--- Work instructions ---
Set the data down again, word for word, as it appears below.

--- Data ---
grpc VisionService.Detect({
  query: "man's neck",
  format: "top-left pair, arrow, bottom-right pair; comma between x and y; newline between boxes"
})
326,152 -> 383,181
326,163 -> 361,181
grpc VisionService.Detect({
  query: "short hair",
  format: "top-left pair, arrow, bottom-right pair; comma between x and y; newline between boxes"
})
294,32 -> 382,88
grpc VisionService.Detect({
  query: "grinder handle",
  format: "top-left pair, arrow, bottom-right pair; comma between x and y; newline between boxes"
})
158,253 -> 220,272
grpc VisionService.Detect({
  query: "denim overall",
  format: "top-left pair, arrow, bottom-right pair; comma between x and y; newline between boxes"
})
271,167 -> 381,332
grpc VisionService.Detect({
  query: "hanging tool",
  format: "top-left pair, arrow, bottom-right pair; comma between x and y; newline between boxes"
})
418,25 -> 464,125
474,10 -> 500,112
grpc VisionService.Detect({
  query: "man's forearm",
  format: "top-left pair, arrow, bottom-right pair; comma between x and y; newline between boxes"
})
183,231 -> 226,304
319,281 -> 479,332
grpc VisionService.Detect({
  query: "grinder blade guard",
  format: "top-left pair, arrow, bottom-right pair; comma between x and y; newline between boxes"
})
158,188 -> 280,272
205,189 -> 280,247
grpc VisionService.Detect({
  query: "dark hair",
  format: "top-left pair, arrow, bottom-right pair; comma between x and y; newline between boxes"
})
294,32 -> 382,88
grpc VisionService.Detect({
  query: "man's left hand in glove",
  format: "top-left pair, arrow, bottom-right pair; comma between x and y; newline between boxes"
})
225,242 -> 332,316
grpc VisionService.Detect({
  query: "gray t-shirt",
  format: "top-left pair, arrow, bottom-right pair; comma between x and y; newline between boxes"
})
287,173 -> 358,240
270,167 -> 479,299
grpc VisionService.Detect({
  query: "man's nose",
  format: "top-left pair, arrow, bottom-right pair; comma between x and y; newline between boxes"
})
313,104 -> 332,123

--- The answer ---
grpc VisionService.Detect({
  query: "man's neck",
  format: "top-left pair, arrow, bottom-right pair; comma between x and y; newline between boxes"
})
326,152 -> 383,181
326,163 -> 361,181
grpc VisionService.Detect({
  query: "short hair",
  format: "top-left pair, arrow, bottom-right pair; comma between x and y; newline between boxes"
})
294,32 -> 382,88
grpc VisionService.Detect({
  query: "grinder handle",
  format: "top-left pair, arrow, bottom-right pair; comma between x and y; newline between boxes"
})
158,253 -> 220,272
grpc VisionService.Detect({
  query: "denim overall",
  format: "top-left pair, arrow, bottom-right pair; comma between x and y; newline between boxes"
})
271,167 -> 381,332
grpc VisionService.Detect({
  query: "hanging tool",
  format: "top-left pair, arrow, bottom-right pair; comma between x and y; newline between boxes"
})
418,25 -> 464,125
474,10 -> 500,112
grpc VisionService.Detect({
  query: "man's forearm",
  format: "top-left pair, arrow, bottom-right pair; comma between x and y; newline between boxes"
})
183,231 -> 226,304
319,281 -> 479,332
grpc VisionService.Detect({
  query: "grinder blade guard",
  format: "top-left pair, arrow, bottom-right pair; comma between x and y; newline between boxes"
})
158,188 -> 280,272
205,189 -> 280,247
grpc VisionService.Detect({
  query: "dark hair",
  format: "top-left pair, arrow, bottom-right pair; comma between x and y; newline between boxes"
})
294,32 -> 382,88
grpc VisionService.Detect({
  query: "man's left hand in glove",
  format: "top-left pair, arrow, bottom-right pair; comma between x and y; newline between boxes"
})
225,242 -> 332,316
grpc VisionService.Detect({
  query: "gray t-shirt",
  format: "top-left pair, arrow, bottom-right pair; comma between x and y; newline between boxes"
})
287,173 -> 358,240
270,167 -> 479,299
grpc VisionService.Detect({
  query: "man's nose",
  format: "top-left pair, arrow, bottom-right pair; comma between x and y; newline between boxes"
})
313,104 -> 332,123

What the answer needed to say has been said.